[Start of PASSAGE SHOWN]

Dion-Johan Chai Cools (born 4 June 1996) is a professional footballer who plays as a right back for Thai League 1 club Buriram United and the Malaysia national team. At club level, he has played in Belgium and Denmark for OH Leuven, Club Brugge and FC Midtjylland. 

Cools has represented Belgium at youth level with 28 caps, but chose to play for the Malaysian national football team at senior level. He made his senior debut for Malaysia on 3 June 2021.

Early life 
Cools was born to a Belgian father and Malaysian Chinese mother of Hakka descent in Kuching, Sarawak before the couple moved to Belgium after their marriage more than 20 years ago. He spent time with several Belgian clubs during his youth career before debuting in professional level with OH Leuven in 2014.

Club career

Early years
Cools started his career with Tempo Overijse, but soon moved to OH Leuven as a 9-year-old. In 2010, he joined the Anderlecht youth team. After a season, he returned to the OH Leuven youth academy in 2013. He signed his first professional contract with the club in July 2014 after completing secondary school.

OH Leuven
On 3 August 2014, Cools made his debut in the first team of OH Leuven, competing in the Belgian Second Division. He was in the starting lineup for the away match against Racing Mechelen. In May 2015, he participated with OH Leuven in the final round for promotion. Cools did not miss a single minute of the final round and won promotion to the Belgian First Division A again with the club.

[End of PASSAGE SHOWN]
[Start of RAW RECORDS]

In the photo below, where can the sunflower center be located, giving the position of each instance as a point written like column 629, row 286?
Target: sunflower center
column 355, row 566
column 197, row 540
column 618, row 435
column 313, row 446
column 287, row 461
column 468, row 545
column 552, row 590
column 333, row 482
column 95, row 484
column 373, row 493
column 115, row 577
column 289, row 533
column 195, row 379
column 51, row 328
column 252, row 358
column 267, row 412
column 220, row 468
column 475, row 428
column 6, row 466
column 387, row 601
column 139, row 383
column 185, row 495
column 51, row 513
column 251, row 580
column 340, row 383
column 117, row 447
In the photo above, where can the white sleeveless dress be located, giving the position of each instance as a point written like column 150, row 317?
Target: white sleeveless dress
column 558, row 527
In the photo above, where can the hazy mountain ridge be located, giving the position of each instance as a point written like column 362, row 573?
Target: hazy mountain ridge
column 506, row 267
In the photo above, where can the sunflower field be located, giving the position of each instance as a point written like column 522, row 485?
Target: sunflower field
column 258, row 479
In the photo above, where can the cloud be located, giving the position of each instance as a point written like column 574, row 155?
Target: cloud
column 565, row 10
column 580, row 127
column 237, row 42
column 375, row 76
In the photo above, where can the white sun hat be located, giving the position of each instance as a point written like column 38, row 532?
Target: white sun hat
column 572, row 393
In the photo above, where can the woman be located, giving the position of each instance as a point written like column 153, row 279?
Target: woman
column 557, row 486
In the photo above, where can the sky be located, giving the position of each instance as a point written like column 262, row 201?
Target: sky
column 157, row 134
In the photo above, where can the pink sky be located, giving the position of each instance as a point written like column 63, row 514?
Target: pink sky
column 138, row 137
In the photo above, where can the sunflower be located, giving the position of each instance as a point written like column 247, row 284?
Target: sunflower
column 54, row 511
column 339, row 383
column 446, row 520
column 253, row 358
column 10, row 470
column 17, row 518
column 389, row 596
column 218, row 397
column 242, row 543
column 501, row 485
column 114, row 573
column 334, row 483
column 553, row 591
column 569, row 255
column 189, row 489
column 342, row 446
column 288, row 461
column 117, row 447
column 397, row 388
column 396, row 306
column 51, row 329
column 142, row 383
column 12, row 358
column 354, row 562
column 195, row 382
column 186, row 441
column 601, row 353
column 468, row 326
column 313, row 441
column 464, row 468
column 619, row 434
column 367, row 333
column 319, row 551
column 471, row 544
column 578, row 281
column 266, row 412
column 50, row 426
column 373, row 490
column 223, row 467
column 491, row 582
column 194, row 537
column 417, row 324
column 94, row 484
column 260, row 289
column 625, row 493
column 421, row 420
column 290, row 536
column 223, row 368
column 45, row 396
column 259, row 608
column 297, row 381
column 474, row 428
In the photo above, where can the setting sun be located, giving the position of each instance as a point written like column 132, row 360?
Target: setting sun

[End of RAW RECORDS]

- _PROBLEM REQUIREMENTS_:
Using the passage on Dion Cools, answer these questions:
(a) For which club does Cools play in Thai League 1?
(b) In which town and state was Cools born?
(c) Which opponent did OH Leuven face in Cools's first-team debut?
The items above are separate material and are unrelated to the passage on Dion Cools.

- _EXPECTED ANSWER_:
(a) Buriram United
(b) Kuching, Sarawak
(c) Racing Mechelen